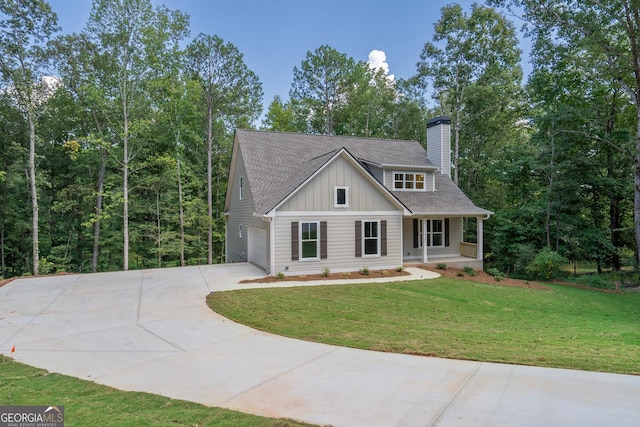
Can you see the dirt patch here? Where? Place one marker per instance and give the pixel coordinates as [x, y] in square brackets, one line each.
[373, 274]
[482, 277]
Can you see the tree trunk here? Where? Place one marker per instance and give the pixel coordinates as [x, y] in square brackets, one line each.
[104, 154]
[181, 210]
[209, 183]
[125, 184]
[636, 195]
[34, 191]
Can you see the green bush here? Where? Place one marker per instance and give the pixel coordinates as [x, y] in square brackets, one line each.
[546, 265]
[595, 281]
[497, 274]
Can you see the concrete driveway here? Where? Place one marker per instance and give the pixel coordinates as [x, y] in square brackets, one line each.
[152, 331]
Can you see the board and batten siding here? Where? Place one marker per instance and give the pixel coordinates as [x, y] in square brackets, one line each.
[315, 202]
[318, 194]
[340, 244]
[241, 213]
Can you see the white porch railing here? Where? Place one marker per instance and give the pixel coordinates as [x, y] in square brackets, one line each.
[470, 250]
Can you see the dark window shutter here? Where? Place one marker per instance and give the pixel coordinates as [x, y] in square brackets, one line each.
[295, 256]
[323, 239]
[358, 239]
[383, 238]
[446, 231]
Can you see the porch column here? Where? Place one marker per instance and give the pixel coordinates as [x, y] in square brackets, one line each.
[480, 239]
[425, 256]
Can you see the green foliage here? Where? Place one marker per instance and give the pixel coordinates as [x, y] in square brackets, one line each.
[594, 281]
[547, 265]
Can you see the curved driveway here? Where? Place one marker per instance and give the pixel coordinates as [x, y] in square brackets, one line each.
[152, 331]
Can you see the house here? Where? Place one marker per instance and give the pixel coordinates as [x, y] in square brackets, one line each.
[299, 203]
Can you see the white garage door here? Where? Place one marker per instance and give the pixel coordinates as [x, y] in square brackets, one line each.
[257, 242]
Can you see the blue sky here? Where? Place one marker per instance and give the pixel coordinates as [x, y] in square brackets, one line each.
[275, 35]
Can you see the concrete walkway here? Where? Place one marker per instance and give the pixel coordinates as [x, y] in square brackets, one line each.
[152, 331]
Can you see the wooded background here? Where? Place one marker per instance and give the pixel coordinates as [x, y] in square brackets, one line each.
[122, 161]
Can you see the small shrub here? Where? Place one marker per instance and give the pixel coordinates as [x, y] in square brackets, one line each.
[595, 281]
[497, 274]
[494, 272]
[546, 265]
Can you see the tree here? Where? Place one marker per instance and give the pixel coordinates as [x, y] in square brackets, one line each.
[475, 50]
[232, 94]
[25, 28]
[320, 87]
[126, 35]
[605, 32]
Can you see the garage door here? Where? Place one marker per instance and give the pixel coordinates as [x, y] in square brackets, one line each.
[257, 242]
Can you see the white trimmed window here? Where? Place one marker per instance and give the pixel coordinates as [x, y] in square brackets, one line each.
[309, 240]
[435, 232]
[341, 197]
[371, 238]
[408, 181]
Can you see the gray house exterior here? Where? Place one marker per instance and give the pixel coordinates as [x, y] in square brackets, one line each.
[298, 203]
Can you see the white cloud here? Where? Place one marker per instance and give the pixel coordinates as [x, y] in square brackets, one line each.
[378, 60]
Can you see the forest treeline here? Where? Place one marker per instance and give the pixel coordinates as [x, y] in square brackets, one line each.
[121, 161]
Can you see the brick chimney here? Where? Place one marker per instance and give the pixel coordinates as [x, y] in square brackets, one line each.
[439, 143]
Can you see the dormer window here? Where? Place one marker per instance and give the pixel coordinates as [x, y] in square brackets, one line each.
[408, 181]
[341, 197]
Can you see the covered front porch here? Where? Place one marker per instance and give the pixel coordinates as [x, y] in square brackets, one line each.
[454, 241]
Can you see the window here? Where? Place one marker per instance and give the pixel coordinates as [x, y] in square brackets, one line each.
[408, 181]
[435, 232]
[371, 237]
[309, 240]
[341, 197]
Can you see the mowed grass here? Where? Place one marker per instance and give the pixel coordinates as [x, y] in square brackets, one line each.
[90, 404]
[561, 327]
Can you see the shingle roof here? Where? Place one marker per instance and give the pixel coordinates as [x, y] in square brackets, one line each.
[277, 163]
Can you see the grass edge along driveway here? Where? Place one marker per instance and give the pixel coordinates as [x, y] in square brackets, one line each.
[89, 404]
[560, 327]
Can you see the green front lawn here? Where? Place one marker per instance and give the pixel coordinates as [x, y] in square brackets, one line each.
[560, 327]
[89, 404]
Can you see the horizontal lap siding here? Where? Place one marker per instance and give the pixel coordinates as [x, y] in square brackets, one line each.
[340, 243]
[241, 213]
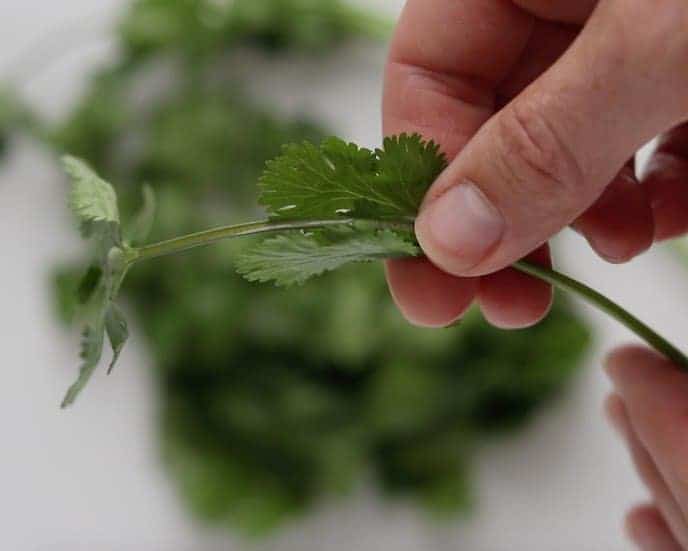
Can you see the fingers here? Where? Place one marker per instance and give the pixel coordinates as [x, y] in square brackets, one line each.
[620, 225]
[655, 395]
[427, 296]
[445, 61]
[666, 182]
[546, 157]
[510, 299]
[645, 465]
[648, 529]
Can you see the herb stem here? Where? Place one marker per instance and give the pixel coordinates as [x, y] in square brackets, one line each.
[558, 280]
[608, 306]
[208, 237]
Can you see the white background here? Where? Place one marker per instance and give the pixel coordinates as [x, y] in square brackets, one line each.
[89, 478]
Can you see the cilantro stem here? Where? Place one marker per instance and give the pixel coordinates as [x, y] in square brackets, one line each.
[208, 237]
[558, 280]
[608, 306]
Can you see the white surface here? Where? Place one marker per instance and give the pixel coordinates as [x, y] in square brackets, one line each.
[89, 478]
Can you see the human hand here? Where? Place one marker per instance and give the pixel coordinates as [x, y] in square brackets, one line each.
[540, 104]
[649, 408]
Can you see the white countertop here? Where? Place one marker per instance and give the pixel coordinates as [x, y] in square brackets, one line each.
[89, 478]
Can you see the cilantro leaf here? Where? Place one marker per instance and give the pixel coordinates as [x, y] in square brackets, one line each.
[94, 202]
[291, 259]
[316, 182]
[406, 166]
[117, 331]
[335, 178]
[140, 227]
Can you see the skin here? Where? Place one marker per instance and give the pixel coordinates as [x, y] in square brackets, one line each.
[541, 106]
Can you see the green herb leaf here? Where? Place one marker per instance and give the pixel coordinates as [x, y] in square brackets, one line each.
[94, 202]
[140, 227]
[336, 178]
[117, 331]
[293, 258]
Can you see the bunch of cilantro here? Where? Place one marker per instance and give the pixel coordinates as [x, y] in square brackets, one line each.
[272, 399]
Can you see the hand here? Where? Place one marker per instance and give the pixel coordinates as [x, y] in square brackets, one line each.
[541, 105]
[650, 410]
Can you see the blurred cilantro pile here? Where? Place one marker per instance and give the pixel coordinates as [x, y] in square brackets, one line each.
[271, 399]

*TASK OBJECTIVE*
The records above should be repeated exactly, with every picture omitted.

*ANSWER AREA*
Can you see the dirt patch here? Where? Place one marker per instance and give the pixel coordinates as [x, y] in square brackets, one line each.
[373, 274]
[482, 277]
Can you see the tree trunk here? Where? Place one marker per instance and give the pixel coordinates as [x, y] in square brackets, one line each.
[104, 154]
[181, 210]
[209, 183]
[125, 184]
[636, 195]
[34, 191]
Can you see the green bush here? Where? Place one marker per instance and give the pixel coordinates as [x, y] in square brackets, one line each.
[546, 265]
[595, 281]
[497, 274]
Can you see the concrete driveway here? Where? Place one marker per instance and give the pixel coordinates as [x, y] in square brackets, one line each.
[152, 331]
Can you see the board and batten siding here? Where? Place one marker per instance and give the pixel coordinates as [x, y] in square brackets, one line each.
[315, 202]
[318, 194]
[340, 244]
[241, 213]
Can you see the white porch railing here? Where? Place one marker per instance and give the pixel coordinates as [x, y] in square brackets, one line each.
[470, 250]
Can you see the dark window shutter here? Where? Place one marker per instance and give the pixel coordinates as [x, y] in square brackets, one line each.
[295, 256]
[323, 239]
[358, 239]
[383, 238]
[446, 231]
Can you see the porch column here? Where? Place one marker per instance and give the pixel coordinates as [x, y] in square brackets, one line each.
[480, 239]
[425, 256]
Can you see the green foliage here? Where? Place one marker per instance and give the pixel coordinates as [x, y] in square brackets, one line each.
[594, 281]
[547, 265]
Can you see the curved driveway here? Where? Place one marker per instance and give the pixel coordinates as [x, y] in square brackets, one line each.
[152, 331]
Can you see the house here? Where? Place one marker per instance and give the pixel coordinates as [x, y] in square brackets, one line each.
[299, 203]
Can you see the white garage door here? Where? Place one marker per instance and give the pixel coordinates as [x, y] in square brackets, one line each.
[257, 242]
Can you see the blue sky here? Where? Place one marker per instance and give the pixel coordinates as [x, y] in square brackets, one line each.
[275, 35]
Can you see the concrete walkway here? Where? Place one marker per instance and give the pixel coordinates as [x, y] in square brackets, one line each.
[152, 331]
Can you see the wooded background here? Where? Place one marker per instance and give the pixel coordinates as [x, y] in square brackets, one line each.
[122, 161]
Can you see the small shrub here? Where? Place one marker per instance and give the pixel coordinates as [x, y] in square brackets, one line each.
[595, 281]
[497, 274]
[494, 272]
[546, 265]
Can you see the tree here? Where? Place one marker per instance and give the pixel coordinates as [x, y] in square brackets, one line each.
[475, 50]
[232, 94]
[25, 28]
[320, 87]
[126, 35]
[605, 32]
Can you see the garage door here? Where? Place one marker per instance and give the pixel coordinates as [x, y] in square brackets, one line each.
[257, 242]
Can you see the white trimmed window here? Where? Place one marker per instance and give the pixel coordinates as [x, y] in square brackets, one line each.
[309, 240]
[435, 232]
[341, 197]
[371, 238]
[408, 181]
Can you see the gray house exterior here? Where? Place one marker per instance and give the pixel coordinates as [x, y] in square brackets, one line each.
[298, 203]
Can you see the white cloud here? Where? Place one marker per instance and give the pixel coordinates as [x, y] in square brackets, one line each.
[378, 60]
Can you see the forest treeline here? Where? Place one marker per instance and give the pixel coordinates as [x, y] in square brackets, one line each.
[121, 161]
Can you see the brick chimney here? Where? Place one marker per instance and give the pixel coordinates as [x, y] in square brackets, one line each.
[439, 143]
Can you see the dormer window here? Where? Place one marker per instance and give the pixel coordinates as [x, y] in square brackets, one line each.
[408, 181]
[341, 197]
Can you see the covered front porch here? Where? Place one marker per instance and give the pixel coordinates as [x, y] in square brackets, one line each.
[454, 241]
Can you see the window here? Where? Place one marker per instance and give the pixel coordinates as [x, y] in square brackets, one line each.
[408, 181]
[435, 232]
[371, 237]
[309, 240]
[341, 197]
Can you see the mowed grass here? Where? Place one marker per instance and give the pixel coordinates as [x, y] in square brackets, one line each.
[90, 404]
[561, 327]
Can you see the shingle roof here? Where? Place one marker per instance and give the pixel coordinates as [x, y] in square brackets, one line each.
[277, 163]
Can you see the grass edge along driveway here? Where? Place one marker per instance and give the pixel coordinates as [x, y] in square brackets, one line each.
[89, 404]
[560, 327]
Can you see the green front lawn here? Where? Place one marker per instance and give the pixel coordinates as [x, y] in square brackets, one line each.
[560, 327]
[89, 404]
Can you see the horizontal lap siding here? Where? Place one marker per instance and give the pixel coordinates as [x, y] in square brackets, one line each.
[340, 243]
[241, 213]
Can you see the fingers here? Where? Place one marker per instance and give the pixel coordinates as [x, y] in square brackets, one line each.
[620, 225]
[655, 395]
[427, 296]
[445, 61]
[666, 182]
[546, 157]
[510, 299]
[645, 465]
[648, 529]
Can you see the herb stem here? Where? Place one marker per instance and give the pixel coordinates as [x, y] in square brackets, one line each.
[558, 280]
[608, 306]
[208, 237]
Can you see the white background here? Where? Place one marker per instance and give the pixel coordinates as [x, y] in square brackets, one line each.
[89, 478]
Can you see the cilantro stem here? Where? Place one marker per instance and give the pixel coordinates as [x, y] in square brackets, one line each.
[208, 237]
[558, 280]
[608, 306]
Can you see the white surface here? Where? Place one marker per instance and give the pixel coordinates as [x, y] in square brackets, one line each.
[89, 478]
Can you see the human hand here? Where? Place one marker per instance and give the pixel coordinates as [x, y] in square brackets, one line each.
[540, 104]
[649, 408]
Can you see the white countertop here? Where? Place one marker per instance and give the pixel coordinates as [x, y] in square brackets, one line each.
[89, 478]
Can you see the cilantro leaf here? Where? Place one marker per instance and give the pixel coordinates as [x, y] in square brackets, one line each.
[94, 202]
[291, 259]
[316, 182]
[406, 166]
[117, 331]
[335, 178]
[140, 227]
Can you see the skin here? Where? Place one marker per instance and give the pixel coordinates as [x, y] in square brackets, one line each.
[541, 106]
Can you see the green herb leaf here? Where? Place one marker per instance and give the pixel coordinates as [x, y] in square brackets, one line each.
[94, 202]
[140, 227]
[336, 178]
[117, 331]
[293, 258]
Can you see the bunch of cilantro here? Where? Place one marker per instance and give the pixel coordinates as [x, y] in square brackets, one line each.
[272, 399]
Can you see the hand here? Where? Place one marker per instance and give the pixel coordinates as [x, y] in square brackets, one line each.
[541, 105]
[650, 410]
Can you see the blurred cilantro pile here? Where? Place one marker per instance and give the pixel coordinates as [x, y] in square brackets, one line each.
[271, 399]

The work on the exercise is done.